*** Block opens ***
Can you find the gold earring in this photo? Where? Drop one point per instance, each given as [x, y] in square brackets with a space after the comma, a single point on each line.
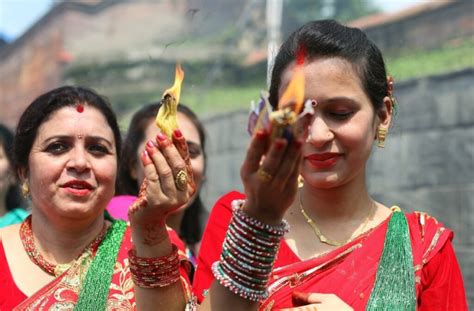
[300, 181]
[25, 189]
[381, 135]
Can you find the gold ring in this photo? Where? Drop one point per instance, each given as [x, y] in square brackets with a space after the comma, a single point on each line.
[264, 176]
[181, 180]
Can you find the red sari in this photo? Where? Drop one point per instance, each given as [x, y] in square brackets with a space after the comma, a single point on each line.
[63, 291]
[348, 271]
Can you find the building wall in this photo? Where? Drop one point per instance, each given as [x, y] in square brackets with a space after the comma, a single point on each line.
[427, 164]
[425, 30]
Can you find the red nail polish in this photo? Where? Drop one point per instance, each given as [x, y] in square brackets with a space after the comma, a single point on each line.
[161, 137]
[145, 158]
[150, 144]
[298, 143]
[260, 134]
[178, 134]
[279, 144]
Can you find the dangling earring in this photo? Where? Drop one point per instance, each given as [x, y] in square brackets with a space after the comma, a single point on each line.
[300, 181]
[381, 135]
[25, 189]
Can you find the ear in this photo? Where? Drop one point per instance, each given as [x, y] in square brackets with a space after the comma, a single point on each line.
[384, 114]
[23, 174]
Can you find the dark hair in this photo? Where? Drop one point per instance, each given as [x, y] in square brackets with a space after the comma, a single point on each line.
[41, 109]
[14, 198]
[190, 230]
[328, 38]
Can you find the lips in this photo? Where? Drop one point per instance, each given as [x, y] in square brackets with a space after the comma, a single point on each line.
[78, 187]
[323, 160]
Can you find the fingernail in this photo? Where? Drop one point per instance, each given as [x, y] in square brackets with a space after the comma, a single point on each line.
[298, 143]
[177, 134]
[150, 144]
[161, 137]
[260, 134]
[145, 158]
[279, 144]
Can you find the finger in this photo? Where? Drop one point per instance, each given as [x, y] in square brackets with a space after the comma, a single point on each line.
[148, 168]
[180, 143]
[180, 172]
[272, 162]
[257, 148]
[289, 167]
[161, 168]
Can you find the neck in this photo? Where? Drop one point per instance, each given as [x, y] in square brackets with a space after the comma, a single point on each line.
[175, 219]
[62, 241]
[347, 202]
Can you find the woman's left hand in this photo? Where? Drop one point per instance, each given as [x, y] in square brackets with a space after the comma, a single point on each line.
[317, 302]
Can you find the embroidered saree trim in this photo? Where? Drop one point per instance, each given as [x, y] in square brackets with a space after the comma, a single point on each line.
[95, 289]
[394, 287]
*** Block closes ***
→ **Required work**
Could you give the listing again exactly as it stands, minus any pictures?

→ **Exercise answer**
Can you find the gold earring in this photo? Where? Drop one point per instance, each given as [x, y] in square brackets with a space after the comma, a single point on each line.
[300, 181]
[25, 189]
[381, 135]
Can you find the gold ring in this photo? Where? Drop one point per instance, each given as [x, y] in square brackets with a space after the comma, a single point on each line.
[264, 176]
[181, 180]
Can you find the red sari in this photo? Where? Drop one point per instance, each given as [x, y] in square brackets with a space after the comma, a single point on each line.
[63, 291]
[348, 271]
Can you find the building wall in this photo? Where? Drop one point per instance, each given as [x, y] in square brackets with a space after the comma, a single point on each line.
[427, 164]
[425, 30]
Can you find the red nail polish in this photo? Where? Drop one point per instance, each given as [x, y] in square brackets with a space after the comma, a single point on each line.
[161, 137]
[145, 158]
[150, 144]
[298, 143]
[260, 134]
[178, 134]
[279, 144]
Can you find the dangling earring in this photo? Where? Drop one point per instance, each given as [x, y] in square brackets with a space after the comma, a single point on each line.
[300, 181]
[381, 135]
[25, 189]
Can you find the ear in this photo? Where? Drop one point per instance, each given as [x, y] in square brackets with a space after the comma, a single point on each line.
[384, 114]
[23, 174]
Can you find the dark hair in this photo? Where? Drop one point per instance, each given as [x, y] in square brackets with a space after the comma, a single point on each line.
[41, 109]
[14, 198]
[190, 230]
[328, 38]
Can you find the lips in this photo? Where? Drop one point per instance, each given as [x, y] in square brackets with a space after the comma, a single point on each line.
[78, 187]
[323, 160]
Can you find the fingernail in this photo? Where? Drop one point per instance, each given as [x, y] in square brackets with a space after the comma, a single point on each line.
[298, 143]
[177, 134]
[150, 144]
[161, 137]
[260, 134]
[145, 158]
[279, 144]
Can you find the finger in this photo? Where? Drop one point per instance, each given as [x, y] in square brackets with a space after the comma, a single point on each line.
[148, 168]
[180, 143]
[180, 172]
[272, 162]
[257, 148]
[289, 167]
[161, 168]
Can you find the neck in this photo? Where? Drop one point per instance, each given as [x, y] in square brackets with a space after the comma, a single point on each line.
[175, 219]
[62, 241]
[347, 202]
Can you find the woman's left hand in this photo? Where? Drop one point per instance, each given as [x, y] in square brackets with a space after the comma, a single point on each line.
[317, 302]
Can you find the embroidered saree trim in this photo? Where? Drop one point per instance, each given as [x, y] in square brackets with a space after the comma, a single point on each line.
[95, 289]
[394, 287]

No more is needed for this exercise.